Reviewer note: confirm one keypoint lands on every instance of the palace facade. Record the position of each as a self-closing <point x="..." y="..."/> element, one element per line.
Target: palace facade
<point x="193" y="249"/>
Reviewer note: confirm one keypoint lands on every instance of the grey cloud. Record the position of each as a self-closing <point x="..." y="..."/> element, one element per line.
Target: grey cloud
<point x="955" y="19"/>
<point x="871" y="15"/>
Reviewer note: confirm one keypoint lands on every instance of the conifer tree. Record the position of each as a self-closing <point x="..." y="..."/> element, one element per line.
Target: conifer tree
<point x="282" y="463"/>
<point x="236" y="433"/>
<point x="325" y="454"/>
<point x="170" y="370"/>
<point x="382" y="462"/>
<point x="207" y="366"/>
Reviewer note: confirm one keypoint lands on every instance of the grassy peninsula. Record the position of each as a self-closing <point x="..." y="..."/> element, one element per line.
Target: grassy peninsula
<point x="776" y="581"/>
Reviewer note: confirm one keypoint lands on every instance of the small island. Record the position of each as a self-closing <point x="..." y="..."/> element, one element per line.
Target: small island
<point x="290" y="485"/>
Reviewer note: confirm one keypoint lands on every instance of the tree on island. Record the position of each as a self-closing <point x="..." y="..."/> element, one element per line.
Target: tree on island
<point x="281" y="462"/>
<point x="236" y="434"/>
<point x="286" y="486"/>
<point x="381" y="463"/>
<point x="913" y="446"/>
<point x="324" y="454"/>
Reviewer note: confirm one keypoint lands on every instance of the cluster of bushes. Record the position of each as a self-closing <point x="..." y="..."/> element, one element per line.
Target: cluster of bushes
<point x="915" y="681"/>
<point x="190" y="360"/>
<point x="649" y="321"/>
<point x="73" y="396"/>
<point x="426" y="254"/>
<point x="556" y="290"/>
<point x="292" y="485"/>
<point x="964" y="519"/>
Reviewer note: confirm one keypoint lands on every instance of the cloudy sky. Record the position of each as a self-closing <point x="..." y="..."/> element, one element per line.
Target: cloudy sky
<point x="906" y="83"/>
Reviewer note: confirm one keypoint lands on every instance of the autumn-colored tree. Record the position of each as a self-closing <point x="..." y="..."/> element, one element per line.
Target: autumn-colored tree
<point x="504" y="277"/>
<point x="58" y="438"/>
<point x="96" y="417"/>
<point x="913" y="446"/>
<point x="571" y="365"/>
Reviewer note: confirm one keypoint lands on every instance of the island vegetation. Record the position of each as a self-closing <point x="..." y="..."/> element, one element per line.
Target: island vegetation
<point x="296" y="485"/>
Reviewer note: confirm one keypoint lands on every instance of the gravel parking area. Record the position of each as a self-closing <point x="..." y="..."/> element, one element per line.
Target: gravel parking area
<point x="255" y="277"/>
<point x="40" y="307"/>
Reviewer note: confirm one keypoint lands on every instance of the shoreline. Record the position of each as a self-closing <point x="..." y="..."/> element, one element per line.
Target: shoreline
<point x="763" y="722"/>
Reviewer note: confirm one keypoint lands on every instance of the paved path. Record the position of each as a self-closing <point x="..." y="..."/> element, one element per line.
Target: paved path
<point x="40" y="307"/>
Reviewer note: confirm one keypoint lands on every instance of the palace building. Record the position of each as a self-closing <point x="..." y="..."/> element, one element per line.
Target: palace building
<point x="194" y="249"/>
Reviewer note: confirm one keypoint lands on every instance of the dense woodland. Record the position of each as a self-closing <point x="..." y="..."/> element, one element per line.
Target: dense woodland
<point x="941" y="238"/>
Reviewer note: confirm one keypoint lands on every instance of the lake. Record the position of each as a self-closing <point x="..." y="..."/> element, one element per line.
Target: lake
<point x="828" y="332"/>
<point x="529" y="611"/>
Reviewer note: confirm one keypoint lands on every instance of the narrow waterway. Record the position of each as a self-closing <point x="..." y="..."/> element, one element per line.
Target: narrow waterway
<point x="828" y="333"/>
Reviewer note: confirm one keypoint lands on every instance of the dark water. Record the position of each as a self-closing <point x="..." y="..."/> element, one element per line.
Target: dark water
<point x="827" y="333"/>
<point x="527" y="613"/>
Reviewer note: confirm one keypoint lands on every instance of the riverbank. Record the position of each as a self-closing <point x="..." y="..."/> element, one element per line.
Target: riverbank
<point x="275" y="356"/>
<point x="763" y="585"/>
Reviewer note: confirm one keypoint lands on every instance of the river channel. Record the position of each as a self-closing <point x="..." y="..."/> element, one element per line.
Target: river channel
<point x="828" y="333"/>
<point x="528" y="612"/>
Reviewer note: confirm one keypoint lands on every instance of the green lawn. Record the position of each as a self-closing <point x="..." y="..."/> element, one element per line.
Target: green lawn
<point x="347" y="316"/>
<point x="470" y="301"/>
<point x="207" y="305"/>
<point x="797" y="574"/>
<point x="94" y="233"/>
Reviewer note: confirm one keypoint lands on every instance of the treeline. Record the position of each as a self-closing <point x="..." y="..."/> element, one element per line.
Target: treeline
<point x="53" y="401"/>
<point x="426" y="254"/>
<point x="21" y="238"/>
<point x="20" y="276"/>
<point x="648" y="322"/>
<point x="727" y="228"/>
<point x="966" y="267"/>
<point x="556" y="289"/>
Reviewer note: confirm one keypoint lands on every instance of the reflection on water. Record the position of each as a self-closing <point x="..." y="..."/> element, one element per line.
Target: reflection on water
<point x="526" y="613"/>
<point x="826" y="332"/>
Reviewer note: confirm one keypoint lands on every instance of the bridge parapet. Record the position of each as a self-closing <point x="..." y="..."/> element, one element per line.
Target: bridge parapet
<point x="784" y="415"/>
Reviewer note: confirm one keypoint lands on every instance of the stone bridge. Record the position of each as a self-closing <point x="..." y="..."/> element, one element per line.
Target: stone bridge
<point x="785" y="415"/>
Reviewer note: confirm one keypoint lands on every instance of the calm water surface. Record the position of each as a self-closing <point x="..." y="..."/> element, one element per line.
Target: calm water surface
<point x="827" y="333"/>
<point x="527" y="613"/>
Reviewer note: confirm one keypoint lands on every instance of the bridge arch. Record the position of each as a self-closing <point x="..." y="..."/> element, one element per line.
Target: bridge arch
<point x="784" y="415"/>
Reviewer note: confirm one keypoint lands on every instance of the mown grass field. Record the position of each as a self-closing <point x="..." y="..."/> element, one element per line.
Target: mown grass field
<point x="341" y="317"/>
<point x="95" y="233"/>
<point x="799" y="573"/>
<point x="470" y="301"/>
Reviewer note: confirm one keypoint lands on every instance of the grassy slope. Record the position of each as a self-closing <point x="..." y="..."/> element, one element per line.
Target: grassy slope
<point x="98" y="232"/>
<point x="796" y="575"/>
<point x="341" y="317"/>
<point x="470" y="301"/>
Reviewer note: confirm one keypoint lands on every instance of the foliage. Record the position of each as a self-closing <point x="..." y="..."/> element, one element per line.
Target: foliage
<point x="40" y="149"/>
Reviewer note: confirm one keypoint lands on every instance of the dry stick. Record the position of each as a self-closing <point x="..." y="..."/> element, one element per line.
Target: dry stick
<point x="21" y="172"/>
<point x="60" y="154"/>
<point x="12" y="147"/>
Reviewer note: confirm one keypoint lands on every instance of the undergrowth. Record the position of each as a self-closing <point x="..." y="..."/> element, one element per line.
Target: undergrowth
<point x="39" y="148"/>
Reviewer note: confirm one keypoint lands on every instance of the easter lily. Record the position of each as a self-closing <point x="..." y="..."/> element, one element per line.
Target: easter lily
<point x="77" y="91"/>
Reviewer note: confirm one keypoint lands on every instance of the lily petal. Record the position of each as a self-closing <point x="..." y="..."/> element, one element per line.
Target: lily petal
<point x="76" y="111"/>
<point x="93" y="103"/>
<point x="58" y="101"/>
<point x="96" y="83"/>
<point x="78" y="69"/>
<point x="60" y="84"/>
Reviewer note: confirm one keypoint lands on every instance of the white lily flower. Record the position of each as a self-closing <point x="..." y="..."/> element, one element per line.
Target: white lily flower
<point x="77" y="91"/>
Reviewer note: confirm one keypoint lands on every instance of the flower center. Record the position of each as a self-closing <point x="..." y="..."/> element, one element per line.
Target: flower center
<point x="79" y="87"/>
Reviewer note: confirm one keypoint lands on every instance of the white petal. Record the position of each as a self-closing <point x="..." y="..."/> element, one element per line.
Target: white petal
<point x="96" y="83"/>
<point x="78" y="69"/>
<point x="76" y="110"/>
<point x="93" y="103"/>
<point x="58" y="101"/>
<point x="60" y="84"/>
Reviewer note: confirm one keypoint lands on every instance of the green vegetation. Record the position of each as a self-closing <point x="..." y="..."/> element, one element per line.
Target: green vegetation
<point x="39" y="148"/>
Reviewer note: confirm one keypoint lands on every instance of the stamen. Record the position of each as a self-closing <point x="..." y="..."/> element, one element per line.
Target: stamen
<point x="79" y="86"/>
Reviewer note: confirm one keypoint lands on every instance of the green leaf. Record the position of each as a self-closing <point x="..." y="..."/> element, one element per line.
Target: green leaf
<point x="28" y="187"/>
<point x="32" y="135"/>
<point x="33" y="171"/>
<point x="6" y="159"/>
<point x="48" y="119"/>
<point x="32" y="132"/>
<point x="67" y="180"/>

○ ○ ○

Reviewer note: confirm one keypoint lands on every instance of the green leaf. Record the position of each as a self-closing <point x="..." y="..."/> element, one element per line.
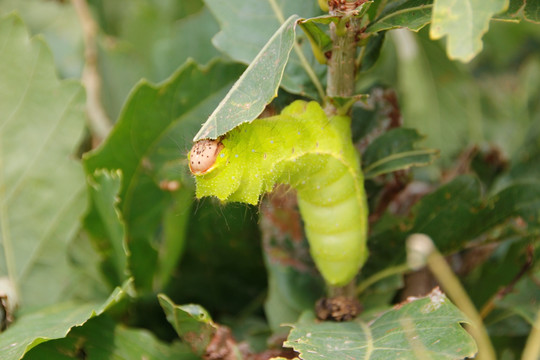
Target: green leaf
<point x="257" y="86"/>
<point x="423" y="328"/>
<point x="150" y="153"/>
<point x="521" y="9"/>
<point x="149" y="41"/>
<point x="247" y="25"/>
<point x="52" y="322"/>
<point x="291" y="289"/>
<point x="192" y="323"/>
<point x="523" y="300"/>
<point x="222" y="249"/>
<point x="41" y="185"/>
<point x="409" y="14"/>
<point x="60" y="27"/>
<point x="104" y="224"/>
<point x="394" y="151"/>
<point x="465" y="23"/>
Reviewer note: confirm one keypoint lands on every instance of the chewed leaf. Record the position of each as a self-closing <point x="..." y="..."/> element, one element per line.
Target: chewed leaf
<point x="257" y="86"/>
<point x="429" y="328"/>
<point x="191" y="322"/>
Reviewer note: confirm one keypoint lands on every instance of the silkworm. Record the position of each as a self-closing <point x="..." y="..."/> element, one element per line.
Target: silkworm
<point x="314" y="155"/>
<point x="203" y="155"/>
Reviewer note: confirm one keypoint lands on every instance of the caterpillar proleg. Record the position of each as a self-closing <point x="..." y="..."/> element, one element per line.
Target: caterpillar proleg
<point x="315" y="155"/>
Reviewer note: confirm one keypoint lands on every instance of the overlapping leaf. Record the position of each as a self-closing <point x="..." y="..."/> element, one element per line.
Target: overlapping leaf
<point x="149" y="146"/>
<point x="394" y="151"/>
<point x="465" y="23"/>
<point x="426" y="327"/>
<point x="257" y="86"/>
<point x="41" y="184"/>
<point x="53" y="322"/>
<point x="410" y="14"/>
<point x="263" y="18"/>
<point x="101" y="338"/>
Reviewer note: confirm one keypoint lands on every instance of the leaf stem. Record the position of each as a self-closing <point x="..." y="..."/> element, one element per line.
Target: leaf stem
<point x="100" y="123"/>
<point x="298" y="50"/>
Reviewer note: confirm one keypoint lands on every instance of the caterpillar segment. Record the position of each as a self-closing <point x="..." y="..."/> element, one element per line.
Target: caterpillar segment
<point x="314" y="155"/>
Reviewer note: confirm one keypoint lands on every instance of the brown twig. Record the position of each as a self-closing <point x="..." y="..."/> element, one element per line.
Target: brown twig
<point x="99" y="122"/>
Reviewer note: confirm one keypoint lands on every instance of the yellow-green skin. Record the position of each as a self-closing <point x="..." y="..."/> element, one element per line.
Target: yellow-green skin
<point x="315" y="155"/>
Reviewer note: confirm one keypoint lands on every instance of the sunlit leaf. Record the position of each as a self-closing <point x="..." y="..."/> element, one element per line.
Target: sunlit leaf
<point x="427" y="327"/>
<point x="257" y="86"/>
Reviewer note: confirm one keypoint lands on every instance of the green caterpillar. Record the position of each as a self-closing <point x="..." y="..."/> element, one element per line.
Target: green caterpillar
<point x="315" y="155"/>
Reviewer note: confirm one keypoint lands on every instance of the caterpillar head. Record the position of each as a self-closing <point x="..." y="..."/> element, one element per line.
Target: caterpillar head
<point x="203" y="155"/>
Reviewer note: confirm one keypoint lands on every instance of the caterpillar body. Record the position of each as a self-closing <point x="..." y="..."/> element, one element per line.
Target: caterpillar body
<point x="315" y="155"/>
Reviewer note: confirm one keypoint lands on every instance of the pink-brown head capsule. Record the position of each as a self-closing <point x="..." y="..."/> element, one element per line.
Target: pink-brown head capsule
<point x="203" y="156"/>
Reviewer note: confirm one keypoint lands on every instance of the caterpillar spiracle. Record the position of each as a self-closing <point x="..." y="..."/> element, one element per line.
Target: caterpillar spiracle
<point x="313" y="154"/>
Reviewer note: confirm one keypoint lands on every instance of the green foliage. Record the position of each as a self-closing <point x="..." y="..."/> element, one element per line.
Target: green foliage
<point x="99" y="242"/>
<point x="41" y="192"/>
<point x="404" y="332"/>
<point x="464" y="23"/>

○ ○ ○

=== Directions ===
Pick out each of the lines above that contains the word "center" and copy them out.

=== Reply ===
Reviewer note: confirm one keypoint lands on every instance of the flower center. Record the position of each as a self-closing <point x="..." y="..."/> element, one element per line.
Target: flower center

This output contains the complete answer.